Labels for photos, with boxes
****************************************

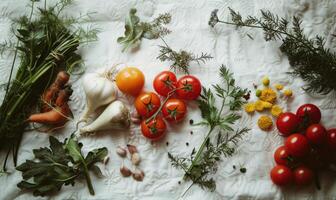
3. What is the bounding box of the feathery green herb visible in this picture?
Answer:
[16,135,108,196]
[0,0,97,169]
[209,8,336,95]
[157,39,212,74]
[117,8,171,51]
[168,65,249,191]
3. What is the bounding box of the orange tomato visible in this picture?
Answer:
[115,67,145,96]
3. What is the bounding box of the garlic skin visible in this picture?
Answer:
[80,69,117,122]
[133,169,145,182]
[80,100,131,134]
[120,166,132,177]
[131,153,141,165]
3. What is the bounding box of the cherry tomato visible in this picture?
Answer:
[327,128,336,150]
[294,166,314,185]
[306,124,327,145]
[296,104,321,125]
[276,112,300,136]
[285,133,310,157]
[153,71,177,96]
[141,117,167,140]
[176,75,202,100]
[270,165,293,186]
[115,67,145,96]
[274,146,289,166]
[135,92,161,117]
[162,99,187,122]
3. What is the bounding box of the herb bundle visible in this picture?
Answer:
[209,8,336,95]
[117,8,171,51]
[168,65,249,191]
[157,38,212,74]
[16,135,108,196]
[0,0,96,169]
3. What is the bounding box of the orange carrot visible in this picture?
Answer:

****************************************

* TASK TO COMPLETE:
Retype all of the rows above word for word, but leave out the pictures.

* CORRECT RESPONSE:
3. What is the bounding box of the feathery green herb visible in this picture?
Answer:
[16,135,108,196]
[0,0,97,169]
[209,8,336,95]
[157,39,212,74]
[117,8,171,51]
[168,65,249,191]
3. What is the bounding box of the orange tomato visible in this picture?
Answer:
[115,67,145,96]
3. What is the bounding box of the garlic skin visible in this picture?
Answer:
[80,69,117,122]
[133,169,145,182]
[80,100,131,134]
[120,166,132,177]
[131,153,141,165]
3. What is the bounding box of the cherry tomato visible in this picture?
Answer:
[327,128,336,150]
[294,166,314,185]
[306,124,327,145]
[296,104,321,125]
[276,112,300,136]
[285,133,310,157]
[153,71,177,96]
[141,117,167,140]
[176,75,202,100]
[270,165,293,186]
[115,67,145,96]
[274,146,289,166]
[135,92,161,117]
[162,99,187,122]
3. What is the bounding box of the herb bundle visible in this picture?
Answer:
[209,8,336,95]
[117,8,171,51]
[168,65,249,191]
[157,38,212,74]
[16,135,108,196]
[0,0,96,169]
3. What is the bounding box of the orange carrot visible in this picture?
Answer:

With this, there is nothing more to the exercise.